* [ACTIVITY]
Could you write out the records below exactly as they appear, leaving out any pictures?

* [DATA PROVIDED]
--------------------------------

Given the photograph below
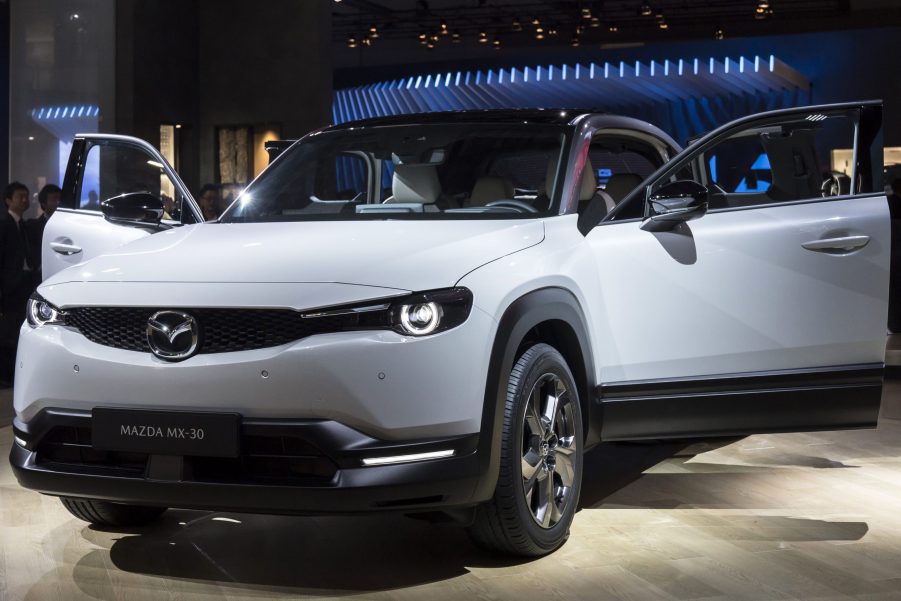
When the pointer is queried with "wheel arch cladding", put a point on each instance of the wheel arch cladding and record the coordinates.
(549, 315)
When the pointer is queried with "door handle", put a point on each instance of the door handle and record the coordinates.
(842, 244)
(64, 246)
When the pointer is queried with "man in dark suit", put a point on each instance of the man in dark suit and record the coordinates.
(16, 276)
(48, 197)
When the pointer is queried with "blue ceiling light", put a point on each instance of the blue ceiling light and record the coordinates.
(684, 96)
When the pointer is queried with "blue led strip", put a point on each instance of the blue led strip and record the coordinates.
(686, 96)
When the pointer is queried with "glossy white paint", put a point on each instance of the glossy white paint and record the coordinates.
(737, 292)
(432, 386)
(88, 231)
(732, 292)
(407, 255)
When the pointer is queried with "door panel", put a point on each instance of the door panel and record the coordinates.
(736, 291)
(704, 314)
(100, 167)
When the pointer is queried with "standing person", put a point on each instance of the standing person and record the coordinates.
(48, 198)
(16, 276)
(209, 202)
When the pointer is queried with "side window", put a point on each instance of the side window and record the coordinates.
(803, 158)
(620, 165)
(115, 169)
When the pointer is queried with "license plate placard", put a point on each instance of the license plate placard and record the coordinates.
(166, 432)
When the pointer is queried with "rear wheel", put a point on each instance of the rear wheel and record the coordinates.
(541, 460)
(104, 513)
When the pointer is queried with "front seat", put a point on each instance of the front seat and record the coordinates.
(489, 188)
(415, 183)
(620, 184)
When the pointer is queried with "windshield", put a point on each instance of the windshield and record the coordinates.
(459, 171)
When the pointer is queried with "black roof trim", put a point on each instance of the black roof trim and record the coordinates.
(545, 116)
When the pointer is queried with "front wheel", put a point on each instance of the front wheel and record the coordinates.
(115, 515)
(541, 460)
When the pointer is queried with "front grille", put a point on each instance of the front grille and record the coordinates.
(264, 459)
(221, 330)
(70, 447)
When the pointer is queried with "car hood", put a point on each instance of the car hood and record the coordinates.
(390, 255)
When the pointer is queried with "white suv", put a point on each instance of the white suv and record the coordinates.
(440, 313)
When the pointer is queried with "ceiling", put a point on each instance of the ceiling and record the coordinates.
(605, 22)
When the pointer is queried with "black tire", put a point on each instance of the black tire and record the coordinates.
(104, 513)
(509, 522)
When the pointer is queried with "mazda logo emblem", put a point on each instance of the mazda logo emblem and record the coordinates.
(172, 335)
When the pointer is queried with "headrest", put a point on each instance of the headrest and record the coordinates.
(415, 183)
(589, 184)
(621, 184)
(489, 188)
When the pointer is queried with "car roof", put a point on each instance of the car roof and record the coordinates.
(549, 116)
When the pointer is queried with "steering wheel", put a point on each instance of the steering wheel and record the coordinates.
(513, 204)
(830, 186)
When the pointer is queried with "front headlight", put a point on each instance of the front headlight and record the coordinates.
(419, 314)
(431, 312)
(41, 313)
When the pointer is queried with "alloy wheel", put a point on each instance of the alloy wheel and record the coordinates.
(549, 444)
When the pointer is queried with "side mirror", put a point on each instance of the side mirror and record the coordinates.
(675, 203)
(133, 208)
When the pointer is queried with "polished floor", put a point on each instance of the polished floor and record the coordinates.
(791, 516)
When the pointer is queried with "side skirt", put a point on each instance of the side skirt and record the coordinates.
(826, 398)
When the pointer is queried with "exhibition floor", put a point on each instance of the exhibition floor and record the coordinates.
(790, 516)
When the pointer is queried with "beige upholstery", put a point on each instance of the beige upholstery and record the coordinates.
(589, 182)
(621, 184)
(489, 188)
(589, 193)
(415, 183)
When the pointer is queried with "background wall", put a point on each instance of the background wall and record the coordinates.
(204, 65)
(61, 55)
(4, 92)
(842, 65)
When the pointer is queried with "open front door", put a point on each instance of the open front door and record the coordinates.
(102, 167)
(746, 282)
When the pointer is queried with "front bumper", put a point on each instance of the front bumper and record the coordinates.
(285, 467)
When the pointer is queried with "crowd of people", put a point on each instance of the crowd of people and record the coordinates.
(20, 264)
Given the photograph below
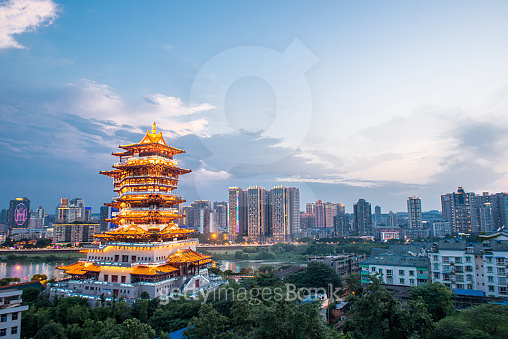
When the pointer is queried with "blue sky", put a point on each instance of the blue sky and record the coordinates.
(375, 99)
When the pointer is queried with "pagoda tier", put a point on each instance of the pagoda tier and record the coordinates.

--------------------------------

* [OUTPUT OF THE TASK]
Given the photograph below
When the pointer is queried with "wheel arch cladding", put a point on each instance of the wheel arch cladding and record the coordinates.
(549, 315)
When the pointer is queried with "door handle", put a point on each instance of the door handle and record the coordinates.
(842, 244)
(64, 246)
When the pointer is queried with "man in dark suit", put a point on each instance of the man in dark suit and record the coordinates.
(16, 276)
(48, 197)
When the pointer is queried with "blue ceiling light", put a point on each instance of the blue ceiling light and record the coordinates.
(684, 96)
When the pointer is queried with "blue led strip", put a point on each instance of the blue led strip and record the coordinates.
(686, 96)
When the pointer is queried with "glossy white paint", put a point on each instance of the glossy white paint and record the coordinates.
(737, 292)
(432, 386)
(88, 231)
(732, 292)
(407, 255)
When the pointer is queried with "door panel", put a point on each instance of the door panel and record the coordinates.
(736, 291)
(704, 314)
(100, 167)
When the pointer is queried with "standing person", put a point on each instance of the standing person and record the coordinates.
(48, 198)
(16, 276)
(209, 202)
When the pointer is queried with "side window", put a point on each instance of the side window and record the coordinates.
(803, 158)
(620, 165)
(115, 169)
When the pointer is queried with "license plate placard", put a point on each instance of the license plate placard and record the coordinates.
(166, 432)
When the pointer is queried with "rear wheel", put a point on each instance of the rear wheel and record the coordinates.
(541, 460)
(104, 513)
When the pointer is queried with "front seat", put a point on each instance of the front seat and record the coordinates.
(489, 188)
(415, 183)
(620, 184)
When the pointer is queried with "windshield", put a point on each instance of the windshield and record the coordinates.
(459, 171)
When the pointer is queried with "black roof trim", put a point on each instance of the black roof trim and record the coordinates.
(545, 116)
When the pointer is queried with "front wheel", put a point on each instance of the front wheel and record the coordinates.
(115, 515)
(541, 460)
When the pointer is queried with "front grille", put a point on each instance of the front grille and record the coordinates.
(264, 459)
(221, 330)
(70, 447)
When the pointer is queried with "car hood", put a point on each instance of the car hood and record the coordinates.
(390, 255)
When the pointer is queried with "white suv", put a point on each instance of the white suv and record the coordinates.
(440, 313)
When the pointer is queried with "ceiling", put a point on each instance of the ceiling and record the coordinates.
(605, 22)
When the pointer is queried with "black tire", put a point on each instance of the black tire and record the coordinates.
(104, 513)
(509, 522)
When the pointer is queried with "mazda logo emblem", put a point on each instance of the mazda logo emblem and record the coordinates.
(172, 335)
When the pointer is queried with "headrest", put a point on each instance of the headrest and record the coordinates.
(415, 183)
(589, 184)
(621, 184)
(489, 188)
When the pointer is queried with "car roof", put a point on each instance of the car roof and record the coordinates.
(549, 116)
When the pointer is queried with "steering wheel", put a point on each instance of the steering wheel and record the coordinates.
(513, 204)
(830, 186)
When the pointer is queried with "front headlight", put a point on each instance of the front headlight and record the coordinates.
(419, 314)
(431, 312)
(41, 313)
When the pointer is queried with "alloy wheel", put a point on each instance of the alloy wheel and record the coordinates.
(549, 444)
When the pointer is queried with "side mirror", put a point on each instance of the side mirror and record the coordinates.
(675, 203)
(133, 208)
When the pointer is queried with "polished floor", put a point on each instance of the polished floor and record the coordinates.
(791, 516)
When the pointer is queried with "side skirt", put a point on each instance of the side skirt and record the coordinates.
(826, 398)
When the pointer is queried with "exhibition floor", put a point on each instance of the exhibition floor and record the coordinates.
(790, 516)
When the pointer is queried with "beige upholstery", put a point on each instance of the beige upholstery and record the coordinates.
(589, 182)
(621, 184)
(489, 188)
(589, 193)
(415, 183)
When the pointer is queried with "background wall", put a point on each instance of the background wall and record the coordinates.
(204, 65)
(61, 55)
(4, 92)
(842, 65)
When the pointer is queried with "open front door", put a point on each instance of the open front door and record the coordinates.
(102, 167)
(746, 282)
When the pointer is queried with "front bumper", put a point on each instance of the front bumper and record the coordinates.
(285, 467)
When the pointer is queried with "crowd of people", put a point on each instance of the crowd of people and record the coordinates.
(20, 264)
Given the photograph below
When the pointer is queried with "blue sky", put a point on each instance of the blue sky and record the coordinates.
(375, 99)
When the pointer is queried with "pagoda tier", put a point on each instance of the pagoda tier and record the coordinates.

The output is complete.